• _Your instructions_: Transcribe the lines of the records starting with the one that has "Look at the photo above. For each instance of the triangular" in it and ending with the last, and transcribe nothing else.

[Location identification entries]
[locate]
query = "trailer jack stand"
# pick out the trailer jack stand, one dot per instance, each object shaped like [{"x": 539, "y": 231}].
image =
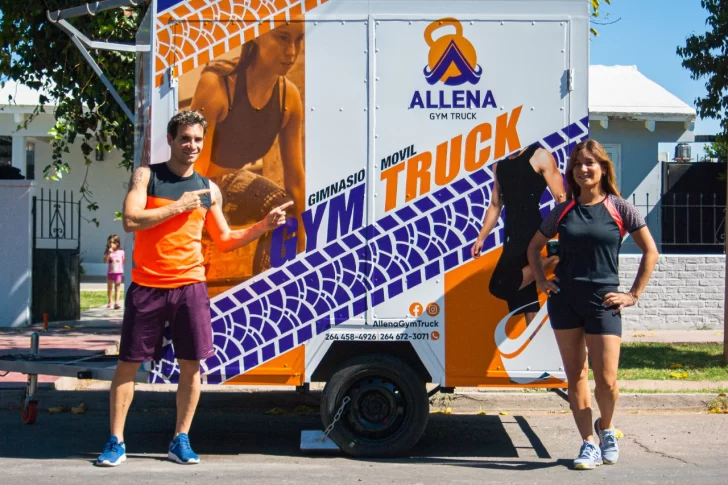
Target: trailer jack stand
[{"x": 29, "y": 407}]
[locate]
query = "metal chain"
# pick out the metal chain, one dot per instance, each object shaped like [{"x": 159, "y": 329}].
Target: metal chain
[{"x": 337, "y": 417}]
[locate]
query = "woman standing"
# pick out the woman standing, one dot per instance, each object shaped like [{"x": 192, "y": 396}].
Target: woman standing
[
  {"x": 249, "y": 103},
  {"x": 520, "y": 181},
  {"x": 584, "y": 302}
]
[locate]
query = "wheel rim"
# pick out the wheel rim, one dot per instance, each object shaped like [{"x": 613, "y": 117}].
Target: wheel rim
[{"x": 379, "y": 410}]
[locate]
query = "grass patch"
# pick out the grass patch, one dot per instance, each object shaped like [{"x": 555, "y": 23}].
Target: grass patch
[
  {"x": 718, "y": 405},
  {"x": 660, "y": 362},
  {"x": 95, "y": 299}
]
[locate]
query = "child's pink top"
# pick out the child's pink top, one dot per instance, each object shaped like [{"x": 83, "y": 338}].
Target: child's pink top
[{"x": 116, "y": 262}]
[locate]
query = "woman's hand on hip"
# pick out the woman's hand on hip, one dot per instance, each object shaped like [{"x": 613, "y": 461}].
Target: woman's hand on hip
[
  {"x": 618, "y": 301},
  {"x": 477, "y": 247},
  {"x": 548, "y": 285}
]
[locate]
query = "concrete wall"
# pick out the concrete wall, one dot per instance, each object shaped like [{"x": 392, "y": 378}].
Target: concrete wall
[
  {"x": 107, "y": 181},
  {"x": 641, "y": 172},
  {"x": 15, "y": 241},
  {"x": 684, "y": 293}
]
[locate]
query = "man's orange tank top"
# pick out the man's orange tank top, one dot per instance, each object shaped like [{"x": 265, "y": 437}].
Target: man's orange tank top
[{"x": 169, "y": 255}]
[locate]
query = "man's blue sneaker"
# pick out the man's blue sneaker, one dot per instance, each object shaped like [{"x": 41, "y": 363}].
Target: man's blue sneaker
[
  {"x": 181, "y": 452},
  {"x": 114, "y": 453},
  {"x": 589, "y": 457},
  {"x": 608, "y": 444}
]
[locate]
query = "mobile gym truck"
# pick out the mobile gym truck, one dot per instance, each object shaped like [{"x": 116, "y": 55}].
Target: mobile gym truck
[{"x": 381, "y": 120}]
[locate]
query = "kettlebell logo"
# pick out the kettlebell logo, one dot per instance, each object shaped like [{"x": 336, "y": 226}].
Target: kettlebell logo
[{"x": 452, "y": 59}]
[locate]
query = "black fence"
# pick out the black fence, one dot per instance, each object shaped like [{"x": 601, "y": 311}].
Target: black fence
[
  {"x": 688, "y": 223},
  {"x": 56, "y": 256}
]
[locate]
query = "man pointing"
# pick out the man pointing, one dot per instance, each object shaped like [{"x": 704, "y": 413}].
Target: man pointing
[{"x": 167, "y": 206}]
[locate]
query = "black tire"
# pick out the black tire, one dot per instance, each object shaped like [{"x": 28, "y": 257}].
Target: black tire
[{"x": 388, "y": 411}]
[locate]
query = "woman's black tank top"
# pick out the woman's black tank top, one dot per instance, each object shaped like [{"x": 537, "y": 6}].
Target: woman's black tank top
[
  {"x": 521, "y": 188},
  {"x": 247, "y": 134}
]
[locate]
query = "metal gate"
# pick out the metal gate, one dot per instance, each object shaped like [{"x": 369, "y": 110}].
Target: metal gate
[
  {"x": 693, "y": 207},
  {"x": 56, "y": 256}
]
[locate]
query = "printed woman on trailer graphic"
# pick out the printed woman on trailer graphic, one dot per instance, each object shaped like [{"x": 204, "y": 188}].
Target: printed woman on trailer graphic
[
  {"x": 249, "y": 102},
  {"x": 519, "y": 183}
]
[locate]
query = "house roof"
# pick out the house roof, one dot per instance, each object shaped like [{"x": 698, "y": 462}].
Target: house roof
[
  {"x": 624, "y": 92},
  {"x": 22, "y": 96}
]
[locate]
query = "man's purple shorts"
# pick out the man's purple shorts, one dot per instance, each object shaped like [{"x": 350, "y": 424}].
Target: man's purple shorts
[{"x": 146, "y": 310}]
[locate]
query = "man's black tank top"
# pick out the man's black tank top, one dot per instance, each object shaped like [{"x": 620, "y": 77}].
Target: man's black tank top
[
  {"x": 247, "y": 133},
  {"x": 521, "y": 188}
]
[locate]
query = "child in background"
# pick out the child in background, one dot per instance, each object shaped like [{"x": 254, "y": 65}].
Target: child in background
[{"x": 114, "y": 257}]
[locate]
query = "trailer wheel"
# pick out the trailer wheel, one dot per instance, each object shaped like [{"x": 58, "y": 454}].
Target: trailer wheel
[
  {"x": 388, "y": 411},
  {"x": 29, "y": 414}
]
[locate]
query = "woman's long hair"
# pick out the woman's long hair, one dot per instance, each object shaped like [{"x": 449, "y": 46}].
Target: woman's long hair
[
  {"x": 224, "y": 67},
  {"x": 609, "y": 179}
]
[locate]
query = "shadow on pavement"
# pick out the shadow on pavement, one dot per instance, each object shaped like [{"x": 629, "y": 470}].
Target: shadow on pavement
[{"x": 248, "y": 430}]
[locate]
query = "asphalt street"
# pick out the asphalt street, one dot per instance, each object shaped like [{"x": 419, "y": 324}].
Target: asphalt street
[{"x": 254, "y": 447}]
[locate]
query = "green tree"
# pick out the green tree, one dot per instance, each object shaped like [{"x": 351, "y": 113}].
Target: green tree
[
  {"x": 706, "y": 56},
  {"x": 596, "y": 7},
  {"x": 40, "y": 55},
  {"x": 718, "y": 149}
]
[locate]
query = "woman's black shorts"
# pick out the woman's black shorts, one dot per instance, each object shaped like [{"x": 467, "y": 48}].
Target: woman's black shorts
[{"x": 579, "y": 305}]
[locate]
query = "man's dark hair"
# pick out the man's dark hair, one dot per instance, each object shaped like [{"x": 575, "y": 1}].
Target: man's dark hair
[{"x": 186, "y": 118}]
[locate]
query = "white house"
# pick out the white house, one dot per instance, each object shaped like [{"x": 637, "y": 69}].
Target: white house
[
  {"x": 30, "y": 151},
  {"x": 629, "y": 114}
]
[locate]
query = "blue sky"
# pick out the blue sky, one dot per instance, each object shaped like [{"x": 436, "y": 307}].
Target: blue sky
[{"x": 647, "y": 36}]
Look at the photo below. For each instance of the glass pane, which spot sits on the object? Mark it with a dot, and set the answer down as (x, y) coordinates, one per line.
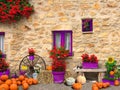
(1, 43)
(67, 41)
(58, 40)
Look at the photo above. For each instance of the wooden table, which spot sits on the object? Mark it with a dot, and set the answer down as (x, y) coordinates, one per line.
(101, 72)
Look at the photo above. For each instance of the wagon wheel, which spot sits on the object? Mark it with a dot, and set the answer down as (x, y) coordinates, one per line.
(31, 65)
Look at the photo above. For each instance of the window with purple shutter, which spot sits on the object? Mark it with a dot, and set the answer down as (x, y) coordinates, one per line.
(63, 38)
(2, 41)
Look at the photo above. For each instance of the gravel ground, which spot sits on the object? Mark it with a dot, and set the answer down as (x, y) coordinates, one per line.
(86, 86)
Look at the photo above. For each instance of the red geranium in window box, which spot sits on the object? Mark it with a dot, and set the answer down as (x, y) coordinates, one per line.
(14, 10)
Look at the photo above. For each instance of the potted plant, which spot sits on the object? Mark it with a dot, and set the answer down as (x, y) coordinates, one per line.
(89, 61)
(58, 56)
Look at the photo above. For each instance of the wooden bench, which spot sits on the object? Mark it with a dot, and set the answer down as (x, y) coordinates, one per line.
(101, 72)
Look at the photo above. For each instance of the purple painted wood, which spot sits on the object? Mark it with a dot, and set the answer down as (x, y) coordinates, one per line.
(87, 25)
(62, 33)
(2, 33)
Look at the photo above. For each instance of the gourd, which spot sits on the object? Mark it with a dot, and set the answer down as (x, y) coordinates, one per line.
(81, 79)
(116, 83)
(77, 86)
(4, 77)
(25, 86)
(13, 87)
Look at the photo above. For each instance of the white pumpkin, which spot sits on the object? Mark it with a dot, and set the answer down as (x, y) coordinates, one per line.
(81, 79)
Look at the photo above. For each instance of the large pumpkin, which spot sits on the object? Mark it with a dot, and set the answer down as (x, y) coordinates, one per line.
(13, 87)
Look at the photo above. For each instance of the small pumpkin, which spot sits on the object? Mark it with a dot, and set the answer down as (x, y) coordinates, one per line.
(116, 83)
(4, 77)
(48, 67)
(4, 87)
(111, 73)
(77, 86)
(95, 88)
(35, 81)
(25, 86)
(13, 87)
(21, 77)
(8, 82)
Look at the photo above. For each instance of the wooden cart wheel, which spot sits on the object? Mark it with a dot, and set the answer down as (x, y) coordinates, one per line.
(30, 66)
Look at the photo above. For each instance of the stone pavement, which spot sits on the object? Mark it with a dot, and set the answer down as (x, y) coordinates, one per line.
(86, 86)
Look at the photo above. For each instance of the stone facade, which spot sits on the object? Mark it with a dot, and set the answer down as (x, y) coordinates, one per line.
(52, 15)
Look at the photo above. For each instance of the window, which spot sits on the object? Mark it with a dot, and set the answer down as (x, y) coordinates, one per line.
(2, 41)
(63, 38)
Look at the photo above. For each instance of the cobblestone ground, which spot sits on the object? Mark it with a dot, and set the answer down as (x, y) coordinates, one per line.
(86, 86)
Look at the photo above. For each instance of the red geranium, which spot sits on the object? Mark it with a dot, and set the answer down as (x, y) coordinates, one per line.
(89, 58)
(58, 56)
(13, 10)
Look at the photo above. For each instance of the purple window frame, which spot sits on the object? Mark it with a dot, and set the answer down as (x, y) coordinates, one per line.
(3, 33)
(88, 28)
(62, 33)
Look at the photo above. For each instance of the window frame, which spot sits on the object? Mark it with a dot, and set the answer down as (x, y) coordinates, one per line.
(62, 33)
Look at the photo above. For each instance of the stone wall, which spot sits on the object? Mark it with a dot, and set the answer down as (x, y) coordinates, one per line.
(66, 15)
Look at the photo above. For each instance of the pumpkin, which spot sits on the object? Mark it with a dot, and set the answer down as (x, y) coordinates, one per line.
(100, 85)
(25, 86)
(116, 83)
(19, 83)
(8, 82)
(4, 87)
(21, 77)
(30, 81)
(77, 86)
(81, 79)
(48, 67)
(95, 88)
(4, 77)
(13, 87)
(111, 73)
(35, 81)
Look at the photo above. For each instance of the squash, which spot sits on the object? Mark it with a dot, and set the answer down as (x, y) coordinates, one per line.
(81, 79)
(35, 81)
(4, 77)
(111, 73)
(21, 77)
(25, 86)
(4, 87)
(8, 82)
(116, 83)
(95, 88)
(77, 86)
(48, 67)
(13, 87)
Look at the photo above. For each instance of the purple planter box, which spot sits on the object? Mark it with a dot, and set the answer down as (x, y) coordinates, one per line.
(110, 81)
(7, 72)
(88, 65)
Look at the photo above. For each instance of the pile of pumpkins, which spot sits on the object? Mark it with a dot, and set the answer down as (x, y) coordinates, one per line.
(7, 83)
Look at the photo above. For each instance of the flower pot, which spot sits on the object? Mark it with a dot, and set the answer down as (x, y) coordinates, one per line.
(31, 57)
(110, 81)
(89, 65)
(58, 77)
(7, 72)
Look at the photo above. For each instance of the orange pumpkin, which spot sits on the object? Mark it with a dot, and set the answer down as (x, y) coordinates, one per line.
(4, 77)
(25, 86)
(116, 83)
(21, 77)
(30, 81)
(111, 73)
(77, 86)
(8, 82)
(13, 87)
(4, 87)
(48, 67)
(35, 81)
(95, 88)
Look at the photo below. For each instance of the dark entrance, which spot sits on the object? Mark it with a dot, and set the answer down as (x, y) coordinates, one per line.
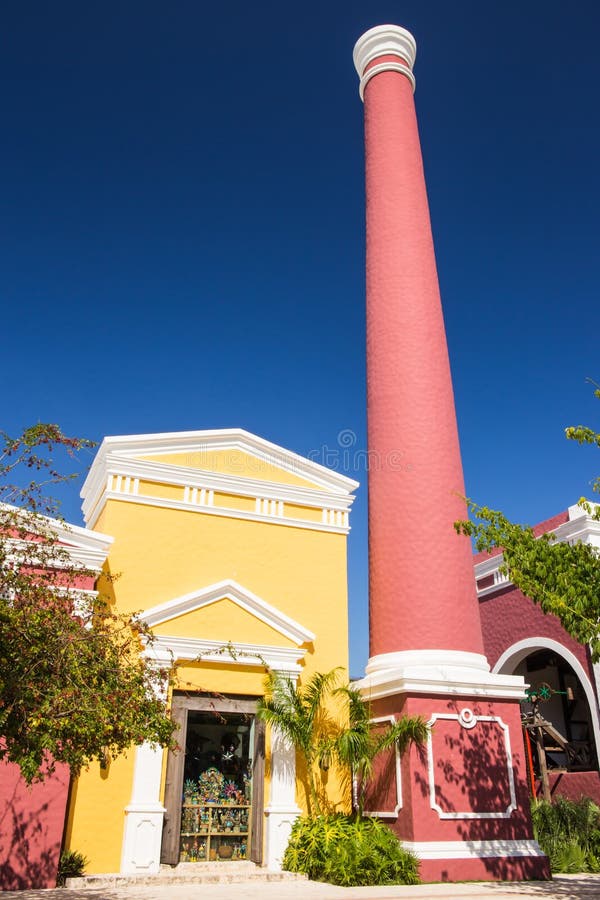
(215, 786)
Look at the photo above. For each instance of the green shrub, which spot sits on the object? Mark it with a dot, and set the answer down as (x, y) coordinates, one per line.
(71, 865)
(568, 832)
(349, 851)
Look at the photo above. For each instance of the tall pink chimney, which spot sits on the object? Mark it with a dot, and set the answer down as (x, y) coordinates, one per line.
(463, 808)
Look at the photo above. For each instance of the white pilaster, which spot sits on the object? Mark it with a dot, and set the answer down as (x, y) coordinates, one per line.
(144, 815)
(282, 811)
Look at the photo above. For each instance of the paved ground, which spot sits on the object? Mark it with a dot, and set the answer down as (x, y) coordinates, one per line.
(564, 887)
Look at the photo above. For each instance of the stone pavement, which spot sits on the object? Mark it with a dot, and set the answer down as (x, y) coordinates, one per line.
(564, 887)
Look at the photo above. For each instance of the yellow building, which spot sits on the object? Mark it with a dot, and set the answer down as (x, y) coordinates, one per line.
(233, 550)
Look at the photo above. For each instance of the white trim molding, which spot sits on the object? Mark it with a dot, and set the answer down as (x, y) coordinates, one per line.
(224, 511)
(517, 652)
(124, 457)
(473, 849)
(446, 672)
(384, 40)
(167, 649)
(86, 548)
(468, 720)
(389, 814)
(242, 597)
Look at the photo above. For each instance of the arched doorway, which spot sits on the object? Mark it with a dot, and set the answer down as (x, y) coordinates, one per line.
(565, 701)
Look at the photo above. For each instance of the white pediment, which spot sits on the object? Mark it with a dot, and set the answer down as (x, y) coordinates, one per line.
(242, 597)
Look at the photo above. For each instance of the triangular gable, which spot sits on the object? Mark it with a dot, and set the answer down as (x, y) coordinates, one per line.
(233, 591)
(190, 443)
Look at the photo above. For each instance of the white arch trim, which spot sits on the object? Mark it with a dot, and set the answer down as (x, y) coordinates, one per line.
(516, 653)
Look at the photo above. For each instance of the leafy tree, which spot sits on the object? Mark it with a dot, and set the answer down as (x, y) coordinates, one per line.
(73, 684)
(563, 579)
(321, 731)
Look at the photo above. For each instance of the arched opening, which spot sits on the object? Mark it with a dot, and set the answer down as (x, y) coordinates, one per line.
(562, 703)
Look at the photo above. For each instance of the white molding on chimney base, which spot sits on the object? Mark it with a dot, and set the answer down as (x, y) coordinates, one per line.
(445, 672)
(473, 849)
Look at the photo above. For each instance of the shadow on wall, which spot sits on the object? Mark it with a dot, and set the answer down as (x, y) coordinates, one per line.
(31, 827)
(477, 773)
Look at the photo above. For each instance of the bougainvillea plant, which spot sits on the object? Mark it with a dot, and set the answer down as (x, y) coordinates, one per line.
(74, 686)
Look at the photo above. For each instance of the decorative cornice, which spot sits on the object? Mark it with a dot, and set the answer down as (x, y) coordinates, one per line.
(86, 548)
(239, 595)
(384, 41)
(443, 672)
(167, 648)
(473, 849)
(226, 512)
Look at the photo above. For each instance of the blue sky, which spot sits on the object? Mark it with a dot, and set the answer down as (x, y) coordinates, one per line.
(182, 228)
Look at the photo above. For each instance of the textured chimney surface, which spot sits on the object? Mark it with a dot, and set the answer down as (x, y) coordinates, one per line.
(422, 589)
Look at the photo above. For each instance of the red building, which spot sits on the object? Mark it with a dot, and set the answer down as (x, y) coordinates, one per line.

• _Expected answer_:
Look at the photo above. For each instance of the triangular gable, which spot sits on the object? Mark it with a dot, and set the answer down as (x, y) coordinates, one per line.
(233, 591)
(190, 443)
Look at the photo above. For each instance of the white arch trim, which spot sits on the object? Mark it with a dot, and set the answer down as (x, y) coordinates, one per line.
(516, 653)
Look at the photo above. For each instance of the leafy tree, which spot sits on the object? Mark it with a dot, and set the answer down as (x, y) coordinates, one per line.
(73, 684)
(563, 579)
(321, 731)
Look at the photo above. For each instance of the arched opening, which spot sits on the object? Mark it with a dot, and set the answer down as (x, y) coordinates, one per line.
(562, 703)
Look at the photo above. For each instance of the white molding on chimney base, which spot sits on the object? Mark it with a dot, and set the answer down as (x, y) coordinates, one per line.
(445, 672)
(473, 849)
Look at the photo above. For each instance of the shadow on wall, which spot sits on the object? Mark it with a dot, and set the answer down as (x, y) coordinates, one per line.
(31, 827)
(477, 773)
Look at the photo above. For each instance of the bougainvillea plant, which spot sits on the object? Mark it with a dot, and set the answer down as (x, y) coordinates, one per line.
(74, 686)
Look at the photo above. For each instance of the decorative cornice, which spot sits on the object? Mark it with a dot, and set the answer down as (x, y) coordinates, one per line.
(86, 548)
(239, 595)
(384, 41)
(443, 672)
(167, 648)
(473, 849)
(226, 512)
Look at the photo above. For each instance of the blue sky, which spot sits on the object? Mark it with a dot, and set the answer down as (x, y) coordinates, one per line.
(182, 228)
Look at the photo above. For each instance of the textured chimney surface, which spot sits on the object? Mark it with a dot, and set the answer down as (x, y) coordinates, one per line.
(422, 589)
Look at the photo above. For each instance of the red building, which spot sits on the object? Mark it with a dot, and set the answer down as (x, y) coordinates, one per line.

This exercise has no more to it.